-- Set task --
Rewrite the data below with every "photo" changed to "image" and nothing else altered. Leave the pictures out of your version.

-- Recorded information --
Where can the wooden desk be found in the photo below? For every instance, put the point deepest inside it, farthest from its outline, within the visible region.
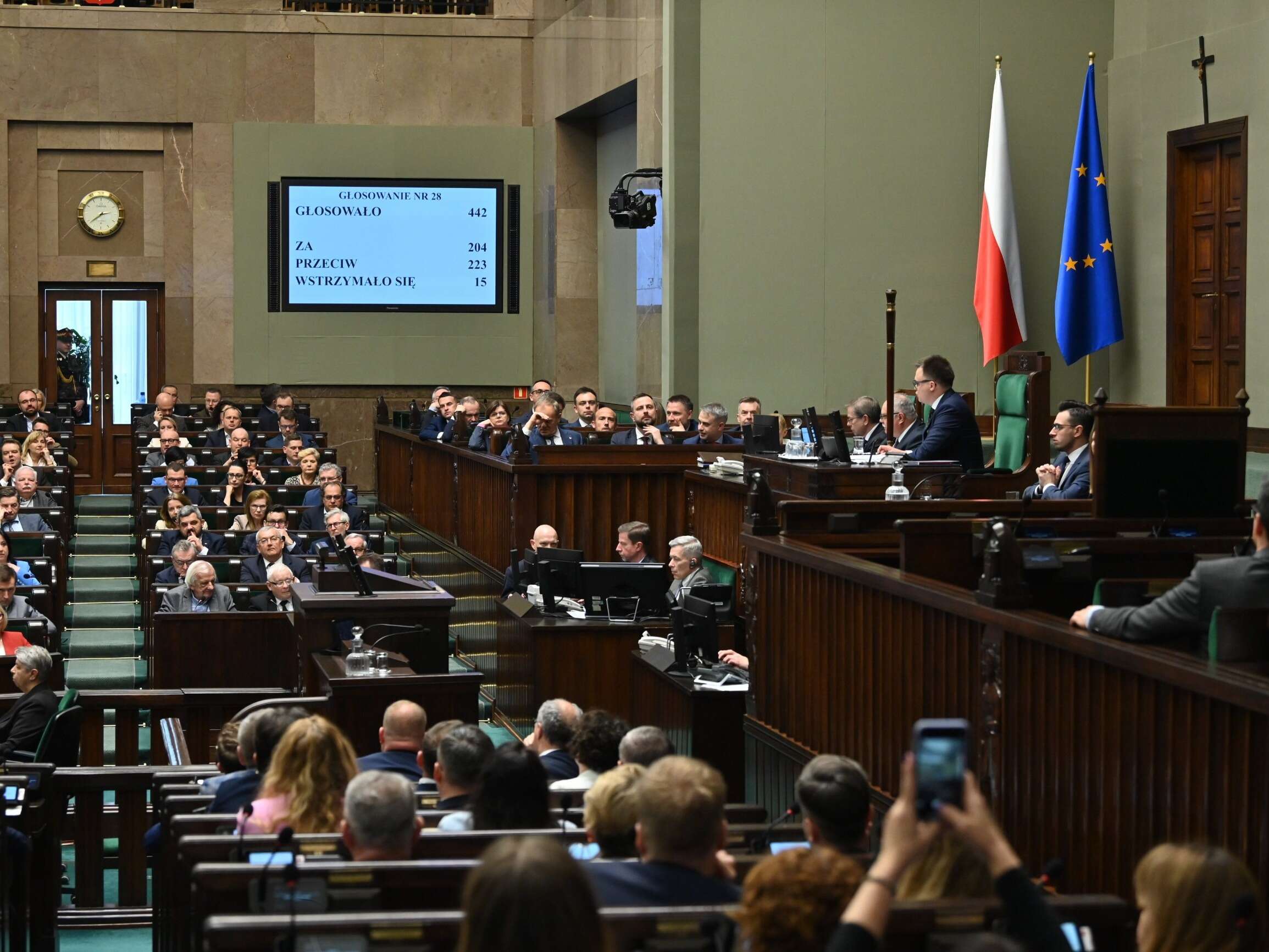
(357, 704)
(701, 723)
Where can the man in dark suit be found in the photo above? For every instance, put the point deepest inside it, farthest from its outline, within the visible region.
(710, 431)
(682, 828)
(333, 498)
(908, 425)
(1069, 477)
(400, 741)
(23, 725)
(1242, 582)
(552, 734)
(544, 428)
(544, 538)
(270, 551)
(952, 432)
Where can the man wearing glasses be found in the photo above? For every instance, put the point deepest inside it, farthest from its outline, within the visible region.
(1242, 582)
(952, 433)
(1068, 477)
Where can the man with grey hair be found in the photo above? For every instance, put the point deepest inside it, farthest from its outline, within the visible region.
(687, 565)
(552, 733)
(25, 724)
(380, 820)
(711, 423)
(200, 593)
(909, 429)
(644, 745)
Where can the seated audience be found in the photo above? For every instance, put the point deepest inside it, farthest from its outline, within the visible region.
(307, 462)
(1069, 475)
(835, 800)
(713, 422)
(184, 554)
(528, 895)
(23, 724)
(687, 567)
(380, 822)
(792, 900)
(304, 787)
(644, 417)
(461, 757)
(594, 748)
(644, 747)
(863, 419)
(544, 538)
(21, 567)
(552, 734)
(633, 539)
(544, 428)
(200, 593)
(585, 403)
(680, 832)
(612, 811)
(909, 428)
(499, 417)
(195, 528)
(1242, 582)
(400, 741)
(13, 519)
(270, 550)
(17, 607)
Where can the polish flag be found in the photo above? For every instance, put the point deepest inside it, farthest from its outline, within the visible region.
(998, 287)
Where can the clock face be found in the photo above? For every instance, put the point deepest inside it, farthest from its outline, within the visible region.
(101, 214)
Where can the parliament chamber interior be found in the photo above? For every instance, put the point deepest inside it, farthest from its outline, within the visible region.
(633, 475)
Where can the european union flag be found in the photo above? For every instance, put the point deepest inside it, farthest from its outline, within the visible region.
(1088, 292)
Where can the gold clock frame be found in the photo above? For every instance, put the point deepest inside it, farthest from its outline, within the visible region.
(88, 198)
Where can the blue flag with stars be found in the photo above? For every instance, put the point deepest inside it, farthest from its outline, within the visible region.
(1087, 306)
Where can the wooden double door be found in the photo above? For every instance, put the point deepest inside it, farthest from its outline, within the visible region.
(102, 352)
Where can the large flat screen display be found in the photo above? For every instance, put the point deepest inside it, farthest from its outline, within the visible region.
(392, 245)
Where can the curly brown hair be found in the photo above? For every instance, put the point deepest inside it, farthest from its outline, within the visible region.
(792, 900)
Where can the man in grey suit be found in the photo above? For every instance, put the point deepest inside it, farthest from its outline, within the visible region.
(200, 593)
(1187, 610)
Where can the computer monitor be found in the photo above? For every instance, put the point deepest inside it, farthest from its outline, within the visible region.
(559, 574)
(647, 582)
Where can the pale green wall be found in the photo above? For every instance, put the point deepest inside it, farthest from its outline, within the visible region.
(1154, 89)
(343, 348)
(842, 153)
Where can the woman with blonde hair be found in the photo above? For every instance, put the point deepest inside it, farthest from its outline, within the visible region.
(1197, 899)
(304, 787)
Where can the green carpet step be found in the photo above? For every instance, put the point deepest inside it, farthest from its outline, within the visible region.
(103, 615)
(109, 504)
(102, 589)
(92, 567)
(103, 643)
(106, 674)
(102, 524)
(102, 545)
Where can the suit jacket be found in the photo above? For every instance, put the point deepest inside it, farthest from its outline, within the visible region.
(560, 766)
(25, 723)
(215, 544)
(570, 438)
(658, 885)
(1074, 483)
(179, 600)
(254, 569)
(1242, 582)
(314, 518)
(952, 433)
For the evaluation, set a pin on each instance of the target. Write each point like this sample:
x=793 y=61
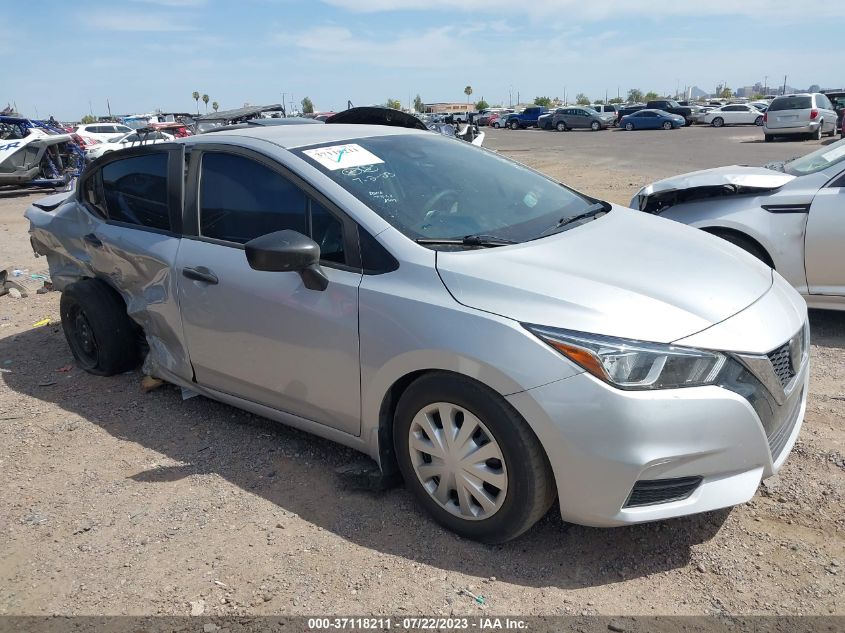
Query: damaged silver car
x=790 y=215
x=495 y=337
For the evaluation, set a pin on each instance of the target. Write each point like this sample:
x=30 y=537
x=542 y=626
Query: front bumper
x=601 y=441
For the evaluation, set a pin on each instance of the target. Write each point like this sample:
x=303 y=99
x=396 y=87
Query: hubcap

-- Answer to this exercise --
Where can the wooden desk be found in the image below? For every instance, put the point deepest inside it, farthest from its outline, within the visible region.
(357, 704)
(701, 723)
Where can the man in dark suit be found in the image above? For every instance, put the point deepest inside it, farthest from its outline, within the visible region.
(710, 431)
(682, 828)
(333, 498)
(908, 425)
(1069, 477)
(400, 741)
(23, 725)
(1242, 582)
(552, 734)
(544, 428)
(544, 538)
(270, 551)
(952, 432)
Where can the man wearing glasses be found in the image above? For every instance, put the point deepest inside it, farthest from its outline, within the visible region.
(1242, 582)
(952, 433)
(1068, 477)
Where can the man with grey hair be found in the image above? For every instance, put the point deepest inside it, farthest from its outline, within the visible region.
(687, 565)
(552, 733)
(25, 724)
(380, 820)
(711, 423)
(200, 593)
(909, 429)
(644, 745)
Where can the seated audience be found in the image above? For every instance, put the point deepest inside it, farthest from its outline, within the visible region.
(307, 462)
(1069, 475)
(835, 800)
(713, 422)
(184, 554)
(528, 895)
(23, 724)
(687, 567)
(380, 822)
(792, 900)
(304, 787)
(644, 417)
(461, 757)
(594, 748)
(644, 747)
(863, 419)
(544, 538)
(21, 567)
(552, 734)
(633, 539)
(544, 428)
(200, 593)
(585, 403)
(680, 832)
(612, 811)
(909, 428)
(499, 417)
(195, 528)
(1242, 582)
(400, 741)
(13, 519)
(270, 550)
(17, 607)
Where can the polish flag be found in the image above? For every instance, put the point deepest inside it, farthest from its outline, within the visible region.
(998, 287)
Where can the clock face be found in the image above? For every instance, put the point deepest inside it, farthest from its outline, within the visible region.
(101, 214)
Where can the parliament chamber interior be found in the image above? For every instance, put the point deepest inside it, farthest from its outline, within the visible region.
(633, 475)
Where can the european union flag be found in the image above? For every instance, put the point deepest inside it, farthest from its outline, within the visible region.
(1088, 292)
Where can the gold clock frame be found in the image above? For every instance, put the point deepest inside it, farthest from its outline, within the visible region.
(88, 198)
Where can the blue flag with stars be found in the image above? For every instance, put the point deepest inside it, farthest from its outline, within the visible region.
(1087, 306)
Where can the wooden double door be found in the image above? For every instance, put the point deepest inside it, farthest from its outline, within the visible region.
(102, 352)
Where can the large flat screen display be found in the image above? For every instance, put the point deepest inside it, farthest from its outline, within the visible region.
(392, 245)
Where can the curly brown hair be found in the image above? For every instance, put the point deepest inside it, farthest from its outline, within the visible region.
(792, 900)
Where can the man in grey suit be found in the image above? For every instance, put the point deepest inside it, farthest from its outline, within the visible region.
(200, 593)
(1187, 610)
Where can the computer monitor be found in the image above? For every instance, put the point deepest inside it, farthest from its outline, within the visible region.
(559, 574)
(647, 582)
Where can the pale green wall be found in the image above? For every instance, put the point deepest inside it, farthest from its outline, within the visible region.
(1154, 89)
(343, 348)
(842, 153)
Where can the woman with blonde hair be found in the image above? For every instance, put the point deepest inside it, farthest from its outline, within the visible region.
(1197, 899)
(304, 787)
Where can the green carpet step be found in the image above? For every instance, put the point deepest inside it, farthest from its outline, within the visible region.
(103, 615)
(109, 504)
(102, 589)
(92, 567)
(103, 643)
(106, 674)
(102, 524)
(102, 545)
Where can the suit jacket be found in the image above? For every instance, put the point deepest inside it, farthest from its outline, within the visible region.
(560, 766)
(25, 723)
(215, 544)
(570, 438)
(658, 885)
(1074, 483)
(179, 600)
(254, 569)
(1242, 582)
(314, 518)
(952, 433)
For the evaluation, set a pin on each instance of the target. Write each point like this sample:
x=793 y=61
Query: damaged silver car
x=790 y=215
x=495 y=337
For the evaluation, set a pin on each instance of the target. Write each point like this sample:
x=30 y=537
x=542 y=626
Query: front bumper
x=601 y=441
For the evaluation, set a pin on each instance of the target. Write each point like this sample:
x=303 y=99
x=396 y=87
Query: hubcap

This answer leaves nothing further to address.